▶ Trecho do texto:
Está tornando-se um escândalo essas “gilmarzadas” do Supremo, a ponto de internautas já terem apelidado Gilmar Mendes de laxante, de “Lacto Purga”, pois a cada dia ele nos surpreende (sem, na verdade, nos surpreender mais), com alvarás concedidos para soltar notórios marginais, principalmente da classe empresarial, que, mesmo ordinariamente honrada, de vez em quando deixa escapar uma ovelha negra diretamente da cadeia para as páginas dos jornais.
O mínimo que se deseja de um magistrado, além da necessária coerência, é a credibilidade, para que o jurisdicionado tenha a confiança nas decisões de uma corte. E em razão de suas decisões que mudam ao sabor das circunstâncias, foi alvo de críticas, que geraram embates judiciais com a atriz e apresentadora Mônica Iozzi, o ator José de Abreu, o líder do MTST Guilherme Boulos, o jornalista Rubens Valente, o professor de ética Clóvis de Barros Filho, o jornalista Luís Nassif, e, mais recentemente, o promotor goiano Fernando Krebs. E ser polêmico não é bom para um magistrado.
Gilmar Mendes, que já estava sendo observado pela excessiva proteção ao empresário Jacob Barata Filho, com quem mantém estreita relação, expediu nesta semana mais uma decisão em seu favor, e agora diz publicamente que só esteve com ele uma vez na vida. Mas não é verdade. Eles já brindaram juntos até em Portugal, que – dizem as más línguas – seria um domicílio alternativo do homem de Diamantino.
Ao longo dos anos, o STF foi criando certas regras para evitar que processos repetitivos entrassem à toa na Corte. Isso aconteceu porque eram entendimentos tão consolidados dentro do Tribunal, que se justificava a criação de súmulas capazes de atalhar as decisões em processos similares e, assim, evitar mais sobrecarga. Uma delas estabelece que, enquanto o STJ (a instância imediatamente inferior), não decidir sobre um “habeas corpus”, um investigado não pode acionar o Supremo.

▶ Conteúdo dos registros:
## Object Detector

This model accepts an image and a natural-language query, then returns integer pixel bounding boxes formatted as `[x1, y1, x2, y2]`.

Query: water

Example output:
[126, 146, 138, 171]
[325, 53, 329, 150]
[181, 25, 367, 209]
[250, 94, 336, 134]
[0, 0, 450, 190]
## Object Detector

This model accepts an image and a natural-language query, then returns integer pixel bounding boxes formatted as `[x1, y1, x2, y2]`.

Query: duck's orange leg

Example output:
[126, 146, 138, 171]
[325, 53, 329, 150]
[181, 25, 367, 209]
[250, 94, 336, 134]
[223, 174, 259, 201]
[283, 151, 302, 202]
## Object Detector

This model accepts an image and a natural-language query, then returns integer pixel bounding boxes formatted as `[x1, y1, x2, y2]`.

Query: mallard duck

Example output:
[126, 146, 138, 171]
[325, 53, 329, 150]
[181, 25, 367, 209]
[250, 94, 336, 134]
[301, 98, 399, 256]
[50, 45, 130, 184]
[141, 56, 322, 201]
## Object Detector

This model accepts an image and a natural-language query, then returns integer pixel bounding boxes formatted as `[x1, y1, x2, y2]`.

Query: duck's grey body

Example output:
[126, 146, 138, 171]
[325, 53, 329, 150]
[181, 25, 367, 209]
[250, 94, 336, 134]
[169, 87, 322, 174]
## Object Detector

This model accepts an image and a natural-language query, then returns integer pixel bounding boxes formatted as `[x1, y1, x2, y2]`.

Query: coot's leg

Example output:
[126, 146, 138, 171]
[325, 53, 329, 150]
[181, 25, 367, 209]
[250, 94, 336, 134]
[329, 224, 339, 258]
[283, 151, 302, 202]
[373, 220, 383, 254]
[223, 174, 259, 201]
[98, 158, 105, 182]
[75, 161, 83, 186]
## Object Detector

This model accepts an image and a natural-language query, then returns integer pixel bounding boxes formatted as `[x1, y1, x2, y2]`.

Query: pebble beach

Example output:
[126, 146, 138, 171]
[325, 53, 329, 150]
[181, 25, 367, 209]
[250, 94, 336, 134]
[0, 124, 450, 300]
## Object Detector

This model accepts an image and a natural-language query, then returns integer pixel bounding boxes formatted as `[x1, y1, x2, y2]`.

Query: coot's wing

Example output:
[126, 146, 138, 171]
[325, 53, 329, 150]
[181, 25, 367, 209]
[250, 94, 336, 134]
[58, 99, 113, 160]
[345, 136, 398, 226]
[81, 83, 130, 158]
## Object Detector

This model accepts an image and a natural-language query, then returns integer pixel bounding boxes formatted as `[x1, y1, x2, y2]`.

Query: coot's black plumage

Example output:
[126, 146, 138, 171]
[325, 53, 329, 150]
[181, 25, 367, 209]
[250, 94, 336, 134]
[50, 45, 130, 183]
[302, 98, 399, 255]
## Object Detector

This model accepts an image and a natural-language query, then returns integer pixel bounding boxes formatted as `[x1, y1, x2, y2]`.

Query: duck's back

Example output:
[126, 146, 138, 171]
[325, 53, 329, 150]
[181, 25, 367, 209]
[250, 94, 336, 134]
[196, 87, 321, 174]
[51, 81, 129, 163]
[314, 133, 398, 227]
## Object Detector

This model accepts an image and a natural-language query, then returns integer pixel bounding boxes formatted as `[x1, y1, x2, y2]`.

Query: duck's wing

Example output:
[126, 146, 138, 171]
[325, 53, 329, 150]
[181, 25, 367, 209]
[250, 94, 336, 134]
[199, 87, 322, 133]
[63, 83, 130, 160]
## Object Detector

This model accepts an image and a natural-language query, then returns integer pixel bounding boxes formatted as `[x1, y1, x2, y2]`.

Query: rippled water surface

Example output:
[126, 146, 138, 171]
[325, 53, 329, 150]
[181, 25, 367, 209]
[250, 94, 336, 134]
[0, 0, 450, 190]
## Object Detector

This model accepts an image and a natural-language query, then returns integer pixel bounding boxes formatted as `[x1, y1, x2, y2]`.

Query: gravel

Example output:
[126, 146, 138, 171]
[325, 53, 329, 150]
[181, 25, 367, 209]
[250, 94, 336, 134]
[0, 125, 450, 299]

==

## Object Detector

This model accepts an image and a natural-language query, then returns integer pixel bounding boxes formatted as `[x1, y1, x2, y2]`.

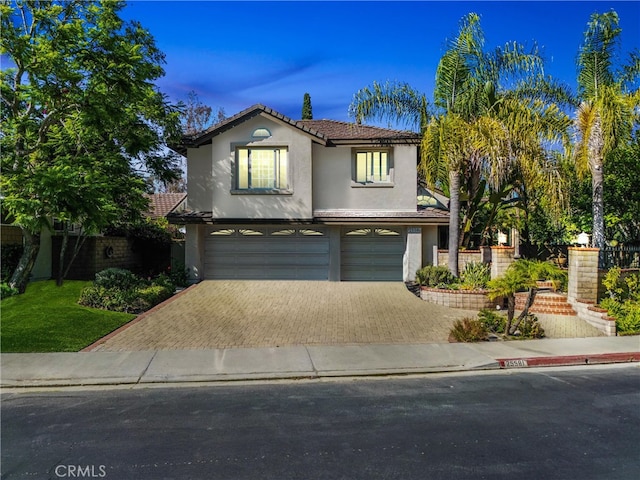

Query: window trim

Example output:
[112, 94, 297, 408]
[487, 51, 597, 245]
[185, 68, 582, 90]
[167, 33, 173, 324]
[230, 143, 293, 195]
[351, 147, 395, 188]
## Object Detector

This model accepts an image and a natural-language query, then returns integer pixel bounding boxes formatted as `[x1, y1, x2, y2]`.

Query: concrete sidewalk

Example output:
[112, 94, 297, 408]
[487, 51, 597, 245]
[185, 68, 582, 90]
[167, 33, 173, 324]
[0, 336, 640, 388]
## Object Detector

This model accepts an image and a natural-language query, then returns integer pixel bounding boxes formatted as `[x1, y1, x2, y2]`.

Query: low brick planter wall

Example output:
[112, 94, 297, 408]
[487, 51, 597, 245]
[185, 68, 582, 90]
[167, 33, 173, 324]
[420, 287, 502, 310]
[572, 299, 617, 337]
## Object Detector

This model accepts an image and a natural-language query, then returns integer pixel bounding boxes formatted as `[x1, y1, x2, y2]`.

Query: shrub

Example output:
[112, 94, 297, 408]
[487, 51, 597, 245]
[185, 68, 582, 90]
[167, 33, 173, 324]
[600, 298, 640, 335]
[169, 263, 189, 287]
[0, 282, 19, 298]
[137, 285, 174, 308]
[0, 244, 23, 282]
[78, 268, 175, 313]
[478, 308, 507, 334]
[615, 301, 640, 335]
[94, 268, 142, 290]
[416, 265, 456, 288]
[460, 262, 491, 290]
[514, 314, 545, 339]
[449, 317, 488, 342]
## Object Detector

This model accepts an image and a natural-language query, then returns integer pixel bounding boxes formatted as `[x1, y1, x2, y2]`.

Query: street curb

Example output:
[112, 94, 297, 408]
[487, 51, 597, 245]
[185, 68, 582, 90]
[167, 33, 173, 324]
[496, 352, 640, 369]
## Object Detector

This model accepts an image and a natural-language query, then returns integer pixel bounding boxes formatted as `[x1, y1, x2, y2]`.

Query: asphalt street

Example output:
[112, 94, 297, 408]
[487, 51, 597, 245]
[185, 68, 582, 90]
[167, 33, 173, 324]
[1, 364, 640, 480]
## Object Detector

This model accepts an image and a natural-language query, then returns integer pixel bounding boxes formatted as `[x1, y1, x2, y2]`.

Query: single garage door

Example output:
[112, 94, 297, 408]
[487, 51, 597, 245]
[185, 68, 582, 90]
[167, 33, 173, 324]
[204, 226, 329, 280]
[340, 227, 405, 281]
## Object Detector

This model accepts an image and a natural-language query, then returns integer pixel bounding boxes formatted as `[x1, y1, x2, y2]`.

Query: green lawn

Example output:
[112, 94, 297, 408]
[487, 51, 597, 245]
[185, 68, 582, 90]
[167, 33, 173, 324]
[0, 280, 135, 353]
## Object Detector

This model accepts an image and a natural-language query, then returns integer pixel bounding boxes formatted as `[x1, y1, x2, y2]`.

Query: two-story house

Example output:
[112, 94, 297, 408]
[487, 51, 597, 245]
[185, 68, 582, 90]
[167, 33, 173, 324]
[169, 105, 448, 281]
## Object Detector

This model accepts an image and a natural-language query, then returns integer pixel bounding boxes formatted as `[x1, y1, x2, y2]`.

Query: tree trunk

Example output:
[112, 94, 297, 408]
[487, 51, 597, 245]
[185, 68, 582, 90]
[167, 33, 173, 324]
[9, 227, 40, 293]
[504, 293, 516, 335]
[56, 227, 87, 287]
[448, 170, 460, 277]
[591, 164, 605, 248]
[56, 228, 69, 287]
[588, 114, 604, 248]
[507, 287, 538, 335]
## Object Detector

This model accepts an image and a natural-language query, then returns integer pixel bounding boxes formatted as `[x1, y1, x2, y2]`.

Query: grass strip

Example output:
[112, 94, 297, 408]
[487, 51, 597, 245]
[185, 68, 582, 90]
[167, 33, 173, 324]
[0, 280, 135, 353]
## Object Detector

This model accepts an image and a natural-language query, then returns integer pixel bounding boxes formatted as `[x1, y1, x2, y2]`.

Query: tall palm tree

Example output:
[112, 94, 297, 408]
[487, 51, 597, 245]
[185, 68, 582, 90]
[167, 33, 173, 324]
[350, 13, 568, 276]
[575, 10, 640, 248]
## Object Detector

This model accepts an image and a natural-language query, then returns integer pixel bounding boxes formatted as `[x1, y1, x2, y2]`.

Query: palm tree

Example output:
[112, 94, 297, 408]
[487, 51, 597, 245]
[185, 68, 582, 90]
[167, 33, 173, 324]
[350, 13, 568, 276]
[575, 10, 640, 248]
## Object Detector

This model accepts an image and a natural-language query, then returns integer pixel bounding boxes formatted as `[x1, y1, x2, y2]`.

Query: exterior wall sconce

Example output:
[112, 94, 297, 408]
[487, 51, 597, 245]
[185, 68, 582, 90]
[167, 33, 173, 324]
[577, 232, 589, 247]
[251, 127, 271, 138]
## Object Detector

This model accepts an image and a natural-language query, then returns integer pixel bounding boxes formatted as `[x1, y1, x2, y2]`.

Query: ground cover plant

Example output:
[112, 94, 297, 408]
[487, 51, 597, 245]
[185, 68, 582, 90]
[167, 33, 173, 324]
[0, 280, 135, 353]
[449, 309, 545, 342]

▶ Enunciado: Por favor, dê continuidade ao texto sobre as decisões de Gilmar Mendes no Supremo, partindo da última frase apresentada.

▶ Resposta esperada:
Mas, atropelando esse entendimento, e na contramão da lógica jurídica, não foi o que aconteceu no dia 7 de agosto passado: em uma semana, um pedido de HC chegou ao gabinete de Gilmar Mendes e teve seu desfecho. Na ação, o ministro admite que a situação se enquadrava na súmula e, por isso, não caberia no caso um pedido ao Supremo. Mas fez uma ressalva: por entender que o caso era tão absurdo, que ele não poderia se omitir. O interessado na causa era o empresário Jacob Barata Filho, um dos principais alvos da Operação Lava Jato no Rio de Janeiro e réu em uma ação penal; o empresário pedia que o processo fosse suspenso.
O caminho apontado pela defesa de Barata era um HC. Gilmar acolheu o argumento, concluindo que Jacob estava sob “constrangimento ilegal” por ter sido intimado para uma audiência, no dia seguinte, perante o juiz Marcelo Bretas. Gilmar considerou o chamado excessivo, inaceitável, porque havia dúvidas se Bretas era o juiz certo para o caso e, por isso, o mais apropriado seria evitar que a tal audiência ocorresse. O “constrangimento ilegal” era tão grave, na visão do ministro, que não apenas a audiência foi cancelada como o processo inteiro foi suspenso por ordem de Gilmar.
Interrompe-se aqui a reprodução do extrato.